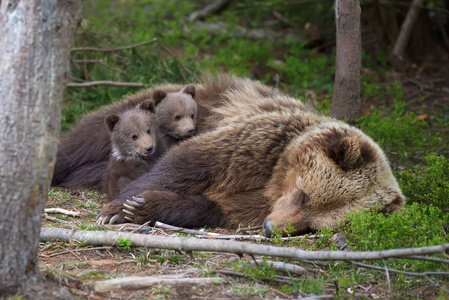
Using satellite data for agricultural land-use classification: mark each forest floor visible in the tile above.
[38,188,438,299]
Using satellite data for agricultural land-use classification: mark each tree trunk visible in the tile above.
[0,0,81,299]
[330,0,362,123]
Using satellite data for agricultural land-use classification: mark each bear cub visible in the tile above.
[103,100,167,199]
[153,85,198,142]
[103,85,197,200]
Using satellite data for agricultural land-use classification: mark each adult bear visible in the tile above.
[97,86,404,236]
[52,75,279,191]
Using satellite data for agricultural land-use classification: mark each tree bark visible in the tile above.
[330,0,362,123]
[0,0,81,299]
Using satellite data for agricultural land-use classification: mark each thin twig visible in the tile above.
[154,221,219,237]
[382,259,391,291]
[157,41,192,81]
[70,38,157,52]
[67,81,145,88]
[41,227,449,262]
[44,207,80,217]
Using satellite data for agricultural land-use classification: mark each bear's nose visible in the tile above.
[187,128,195,134]
[145,146,153,152]
[263,219,274,238]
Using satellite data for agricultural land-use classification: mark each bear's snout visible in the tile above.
[145,145,154,154]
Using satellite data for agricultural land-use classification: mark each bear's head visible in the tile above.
[153,85,198,139]
[264,123,405,236]
[104,100,159,160]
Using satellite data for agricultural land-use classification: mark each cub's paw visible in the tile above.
[122,196,145,223]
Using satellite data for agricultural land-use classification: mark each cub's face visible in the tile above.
[105,100,158,160]
[154,85,198,139]
[264,125,405,236]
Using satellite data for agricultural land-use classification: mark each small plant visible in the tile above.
[399,154,449,211]
[340,203,449,271]
[229,283,273,297]
[118,236,132,251]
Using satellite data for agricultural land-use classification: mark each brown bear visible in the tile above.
[103,100,168,199]
[52,85,199,191]
[97,86,404,236]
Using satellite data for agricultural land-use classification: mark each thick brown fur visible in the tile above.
[98,80,404,235]
[103,100,168,199]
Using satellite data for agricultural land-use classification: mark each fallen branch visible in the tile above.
[154,221,220,237]
[44,207,80,217]
[41,227,449,261]
[43,213,73,225]
[94,276,220,292]
[216,269,297,284]
[70,38,157,52]
[67,81,145,88]
[242,259,307,274]
[187,0,233,22]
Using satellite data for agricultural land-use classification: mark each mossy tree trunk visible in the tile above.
[0,0,82,299]
[330,0,362,123]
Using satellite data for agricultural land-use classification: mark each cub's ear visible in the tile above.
[153,90,167,105]
[139,99,156,113]
[181,84,196,99]
[104,114,120,131]
[329,137,376,171]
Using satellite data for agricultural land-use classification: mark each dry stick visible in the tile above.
[70,38,157,52]
[67,80,145,88]
[393,0,425,59]
[154,221,315,241]
[216,269,297,284]
[248,259,307,274]
[72,59,127,75]
[41,227,449,262]
[44,207,80,217]
[154,221,219,236]
[44,213,73,225]
[382,259,391,292]
[94,276,220,292]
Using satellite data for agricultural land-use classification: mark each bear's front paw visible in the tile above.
[96,213,121,225]
[122,196,145,223]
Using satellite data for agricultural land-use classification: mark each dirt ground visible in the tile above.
[38,65,449,299]
[38,189,442,299]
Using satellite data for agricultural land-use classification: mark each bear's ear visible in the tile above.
[329,137,376,171]
[104,114,120,131]
[139,99,155,113]
[153,90,167,105]
[181,84,196,99]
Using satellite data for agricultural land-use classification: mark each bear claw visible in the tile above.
[123,200,136,210]
[109,214,118,224]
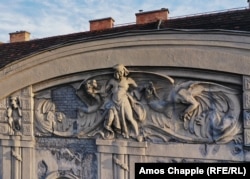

• _PROBLEM STATEMENT_
Output the listing above line for line and unchanged, leaving out the pictures.

• _EXERCISE SOLUTION_
Using satellite data for agricultural land-use classification: mark each forest floor visible in the tile above.
[38,188,438,299]
Using satellite data for agricultural land-use classification: mark each tree trunk visible in the tile above.
[0,0,81,299]
[330,0,362,123]
Using satellite data for agricultural land-use classification: mark each bear cub visible in the tile above.
[103,100,167,199]
[153,85,198,142]
[103,85,197,200]
Using satellite data for agricultural land-use classification: mark each adult bear visible in the tile above.
[97,86,404,236]
[52,75,279,191]
Using satellite data for agricultural land-use classification: mark each tree bark visible in the tile above.
[330,0,362,123]
[0,0,81,299]
Using satellite data for agricultural land-use classification: mark each thin twig visible in the tile above.
[154,221,219,237]
[382,259,391,291]
[157,41,192,81]
[70,38,157,52]
[67,81,145,88]
[41,227,449,262]
[44,207,80,217]
Using satellite data for agricultural land-use classification: mark each bear's nose visible in the tile above.
[187,128,195,134]
[145,146,153,152]
[263,219,274,238]
Using satellite data for agricultural land-use classification: mark each bear's snout visible in the tile above.
[145,145,154,154]
Using satellite data for agricultural land-use classification: mark each bear's head visible in the tile above.
[153,85,198,139]
[264,123,405,236]
[104,100,159,160]
Using satellite data for agricultural land-use classification: mark each cub's paw visible in the tile above.
[122,196,145,223]
Using satellite data for agricultural land-use classification: mark each cub's face visible in the tile above.
[105,100,158,160]
[154,85,198,139]
[264,125,405,236]
Using satellite data for agricultural land-use classification: mark each small plant visible in the tile above.
[399,154,449,211]
[340,203,449,271]
[229,283,273,297]
[118,236,132,251]
Using satellite data for agricultural land-use classification: mark each brown bear visible in the tile above.
[103,100,168,199]
[52,85,199,191]
[97,86,404,236]
Using satellite data for agricultural land-use classification: mark each thick brown fur visible in the tile above.
[98,80,404,235]
[103,100,168,199]
Using satellite data for agricultural land-use classification: mark each fallen branch visible in the tile above.
[154,221,220,237]
[44,207,80,217]
[41,227,449,261]
[43,213,73,225]
[94,276,220,292]
[216,269,297,284]
[70,38,157,52]
[67,81,145,88]
[242,259,307,274]
[187,0,233,22]
Using satellite data for agricultural land-use classification: mark each mossy tree trunk visible in the tile above.
[0,0,82,299]
[330,0,362,123]
Using satellite data for agricultural land-use classification: mark each cub's ear visible in the tile above.
[153,90,167,105]
[139,99,156,113]
[181,84,196,99]
[104,114,120,131]
[329,137,376,171]
Using satellite data for agricultural land-use classification: mark each dry stick visible in the tile above.
[70,38,157,52]
[67,80,145,88]
[393,0,425,59]
[154,221,315,241]
[216,269,297,284]
[248,259,307,274]
[72,59,127,75]
[41,227,449,262]
[44,207,80,217]
[154,221,219,236]
[44,213,73,225]
[382,259,391,292]
[94,276,220,292]
Using satellite data for agricultural land-use classification: mark each bear's front paw visible in the tile above.
[96,213,121,225]
[122,196,145,223]
Using satellite data for agricultural land-use classification: mark each dirt ground visible in the tile above.
[38,65,449,299]
[38,189,442,299]
Using satellite data for agricultural land-use classification: mark each bear's ear visible in the tile above.
[329,137,376,171]
[104,114,120,131]
[139,99,155,113]
[153,90,167,105]
[181,84,196,99]
Using satellite data for agricultural land-use classification: mark each bear claw visible in the tile above.
[123,200,136,210]
[109,214,118,224]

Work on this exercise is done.